• **Your objective**: Locate each line in the material below that contains the word "neighboring", and copy those lines out.

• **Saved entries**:
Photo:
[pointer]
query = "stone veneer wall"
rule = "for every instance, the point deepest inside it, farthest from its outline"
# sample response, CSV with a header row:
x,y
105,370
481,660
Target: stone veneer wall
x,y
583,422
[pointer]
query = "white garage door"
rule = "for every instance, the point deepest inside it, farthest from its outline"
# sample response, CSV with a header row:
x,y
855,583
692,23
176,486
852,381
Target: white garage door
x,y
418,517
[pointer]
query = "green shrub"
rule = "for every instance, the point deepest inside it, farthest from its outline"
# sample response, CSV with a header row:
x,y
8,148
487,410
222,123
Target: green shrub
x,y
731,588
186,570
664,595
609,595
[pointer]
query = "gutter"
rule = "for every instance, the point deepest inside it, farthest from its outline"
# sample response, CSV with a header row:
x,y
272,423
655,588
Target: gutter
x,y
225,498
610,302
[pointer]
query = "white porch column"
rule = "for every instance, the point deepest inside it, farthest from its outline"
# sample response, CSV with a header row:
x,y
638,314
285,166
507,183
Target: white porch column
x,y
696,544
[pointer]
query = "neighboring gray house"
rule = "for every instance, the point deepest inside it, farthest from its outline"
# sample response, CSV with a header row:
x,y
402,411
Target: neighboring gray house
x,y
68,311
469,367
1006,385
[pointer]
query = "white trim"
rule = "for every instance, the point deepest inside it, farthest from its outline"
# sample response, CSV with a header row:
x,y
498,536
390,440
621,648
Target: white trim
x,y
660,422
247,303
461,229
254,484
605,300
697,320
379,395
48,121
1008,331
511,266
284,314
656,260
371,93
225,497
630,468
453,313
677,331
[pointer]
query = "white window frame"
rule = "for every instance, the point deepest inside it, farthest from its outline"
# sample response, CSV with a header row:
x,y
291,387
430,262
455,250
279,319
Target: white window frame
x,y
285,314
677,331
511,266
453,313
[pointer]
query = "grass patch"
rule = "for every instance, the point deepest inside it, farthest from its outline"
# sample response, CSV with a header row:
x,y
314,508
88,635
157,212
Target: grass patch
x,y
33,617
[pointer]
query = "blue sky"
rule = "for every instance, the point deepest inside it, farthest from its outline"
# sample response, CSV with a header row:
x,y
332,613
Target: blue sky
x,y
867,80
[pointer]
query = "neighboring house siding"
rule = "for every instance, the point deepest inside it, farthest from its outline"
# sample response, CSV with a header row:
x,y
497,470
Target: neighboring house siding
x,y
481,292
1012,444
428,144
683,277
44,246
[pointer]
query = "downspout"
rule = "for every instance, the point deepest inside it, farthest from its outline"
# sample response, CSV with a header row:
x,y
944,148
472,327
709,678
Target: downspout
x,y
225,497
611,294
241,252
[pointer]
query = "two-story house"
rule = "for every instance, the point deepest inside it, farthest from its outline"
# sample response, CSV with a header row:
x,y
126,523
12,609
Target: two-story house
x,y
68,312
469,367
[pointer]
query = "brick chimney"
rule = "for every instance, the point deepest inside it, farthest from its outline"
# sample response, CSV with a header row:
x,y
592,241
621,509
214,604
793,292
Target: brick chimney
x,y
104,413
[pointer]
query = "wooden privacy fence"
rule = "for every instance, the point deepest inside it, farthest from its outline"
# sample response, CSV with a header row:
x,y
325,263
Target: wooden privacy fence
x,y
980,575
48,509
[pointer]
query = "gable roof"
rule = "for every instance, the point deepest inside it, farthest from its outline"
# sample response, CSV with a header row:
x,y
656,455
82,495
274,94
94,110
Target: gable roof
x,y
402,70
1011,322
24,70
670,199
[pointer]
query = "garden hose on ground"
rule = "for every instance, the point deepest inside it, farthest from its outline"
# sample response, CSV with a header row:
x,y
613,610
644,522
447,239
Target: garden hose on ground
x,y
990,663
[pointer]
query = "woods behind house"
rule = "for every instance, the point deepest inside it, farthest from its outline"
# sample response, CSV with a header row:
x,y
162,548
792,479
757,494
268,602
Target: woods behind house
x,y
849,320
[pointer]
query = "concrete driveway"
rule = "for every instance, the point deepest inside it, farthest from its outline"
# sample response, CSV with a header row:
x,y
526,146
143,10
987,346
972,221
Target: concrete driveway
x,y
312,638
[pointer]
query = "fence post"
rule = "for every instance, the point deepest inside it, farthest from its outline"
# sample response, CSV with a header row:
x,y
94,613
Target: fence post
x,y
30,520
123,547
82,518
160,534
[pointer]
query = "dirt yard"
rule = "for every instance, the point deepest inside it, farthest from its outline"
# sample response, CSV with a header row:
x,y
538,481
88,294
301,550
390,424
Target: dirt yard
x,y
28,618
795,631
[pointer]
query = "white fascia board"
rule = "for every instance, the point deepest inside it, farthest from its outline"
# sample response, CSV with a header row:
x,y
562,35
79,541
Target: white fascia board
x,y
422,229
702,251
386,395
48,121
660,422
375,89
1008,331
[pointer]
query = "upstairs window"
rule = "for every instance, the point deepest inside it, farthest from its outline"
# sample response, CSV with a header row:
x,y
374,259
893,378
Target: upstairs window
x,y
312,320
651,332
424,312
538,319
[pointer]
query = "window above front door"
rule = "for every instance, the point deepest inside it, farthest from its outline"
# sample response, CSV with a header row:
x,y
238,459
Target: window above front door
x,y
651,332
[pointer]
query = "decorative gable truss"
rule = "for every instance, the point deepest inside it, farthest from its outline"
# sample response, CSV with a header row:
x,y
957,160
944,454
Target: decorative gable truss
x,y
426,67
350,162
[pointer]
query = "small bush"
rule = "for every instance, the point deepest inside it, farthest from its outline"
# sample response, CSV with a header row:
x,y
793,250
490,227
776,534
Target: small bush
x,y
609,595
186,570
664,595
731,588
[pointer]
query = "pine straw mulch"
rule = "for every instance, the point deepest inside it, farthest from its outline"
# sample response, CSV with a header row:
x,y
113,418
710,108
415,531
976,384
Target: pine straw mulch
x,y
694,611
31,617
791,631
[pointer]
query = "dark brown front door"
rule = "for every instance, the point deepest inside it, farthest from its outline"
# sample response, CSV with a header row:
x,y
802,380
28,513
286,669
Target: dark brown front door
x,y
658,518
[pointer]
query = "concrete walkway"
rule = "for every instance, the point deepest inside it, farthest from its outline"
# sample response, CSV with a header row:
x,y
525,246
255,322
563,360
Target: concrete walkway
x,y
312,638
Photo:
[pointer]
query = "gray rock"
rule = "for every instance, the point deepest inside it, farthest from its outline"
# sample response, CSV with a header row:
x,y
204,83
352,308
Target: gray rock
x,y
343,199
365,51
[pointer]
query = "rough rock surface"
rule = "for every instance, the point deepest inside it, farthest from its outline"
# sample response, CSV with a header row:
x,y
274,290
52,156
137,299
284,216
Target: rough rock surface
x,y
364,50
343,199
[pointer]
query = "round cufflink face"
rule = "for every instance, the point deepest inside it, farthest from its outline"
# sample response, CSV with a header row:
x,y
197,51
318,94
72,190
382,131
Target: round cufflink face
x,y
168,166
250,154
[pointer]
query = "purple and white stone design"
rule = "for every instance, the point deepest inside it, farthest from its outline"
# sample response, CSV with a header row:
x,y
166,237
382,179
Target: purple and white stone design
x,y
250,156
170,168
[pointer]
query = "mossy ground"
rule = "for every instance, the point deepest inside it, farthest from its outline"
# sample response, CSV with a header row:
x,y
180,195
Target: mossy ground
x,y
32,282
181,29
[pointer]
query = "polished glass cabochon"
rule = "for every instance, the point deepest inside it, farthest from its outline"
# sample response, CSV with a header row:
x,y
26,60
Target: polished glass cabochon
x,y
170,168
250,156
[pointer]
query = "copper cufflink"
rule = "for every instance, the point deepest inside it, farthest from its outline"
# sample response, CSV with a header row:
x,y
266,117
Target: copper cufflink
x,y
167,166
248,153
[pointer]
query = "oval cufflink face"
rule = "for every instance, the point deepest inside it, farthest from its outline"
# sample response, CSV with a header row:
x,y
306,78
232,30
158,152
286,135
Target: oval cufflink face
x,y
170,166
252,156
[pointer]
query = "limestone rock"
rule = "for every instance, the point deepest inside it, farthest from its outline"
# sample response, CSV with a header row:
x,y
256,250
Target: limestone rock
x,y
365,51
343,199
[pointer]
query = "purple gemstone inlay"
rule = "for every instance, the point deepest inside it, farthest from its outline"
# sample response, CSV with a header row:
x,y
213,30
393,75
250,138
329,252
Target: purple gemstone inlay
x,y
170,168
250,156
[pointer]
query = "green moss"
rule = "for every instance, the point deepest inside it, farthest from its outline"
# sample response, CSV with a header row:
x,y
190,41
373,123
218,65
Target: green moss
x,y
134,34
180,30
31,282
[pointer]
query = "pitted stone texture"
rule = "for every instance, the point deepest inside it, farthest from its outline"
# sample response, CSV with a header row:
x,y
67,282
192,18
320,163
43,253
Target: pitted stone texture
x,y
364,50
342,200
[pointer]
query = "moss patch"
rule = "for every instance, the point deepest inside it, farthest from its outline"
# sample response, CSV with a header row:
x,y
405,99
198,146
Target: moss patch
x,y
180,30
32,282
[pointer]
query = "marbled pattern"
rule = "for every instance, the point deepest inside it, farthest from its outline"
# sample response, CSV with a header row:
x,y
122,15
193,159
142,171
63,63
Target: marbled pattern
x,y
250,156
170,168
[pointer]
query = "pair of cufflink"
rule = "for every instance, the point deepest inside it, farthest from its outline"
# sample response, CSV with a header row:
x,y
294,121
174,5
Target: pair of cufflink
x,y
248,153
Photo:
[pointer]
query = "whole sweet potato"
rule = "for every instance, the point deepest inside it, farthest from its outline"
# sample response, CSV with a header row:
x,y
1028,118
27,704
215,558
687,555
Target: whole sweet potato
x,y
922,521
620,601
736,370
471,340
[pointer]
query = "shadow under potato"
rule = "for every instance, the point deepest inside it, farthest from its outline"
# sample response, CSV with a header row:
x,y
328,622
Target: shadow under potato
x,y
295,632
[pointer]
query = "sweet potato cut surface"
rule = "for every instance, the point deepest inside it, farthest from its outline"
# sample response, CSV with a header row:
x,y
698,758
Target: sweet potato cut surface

• **Worked answer**:
query = "neighboring gray house"
Target: neighboring gray house
query = "neighboring house siding"
Target: neighboring house siding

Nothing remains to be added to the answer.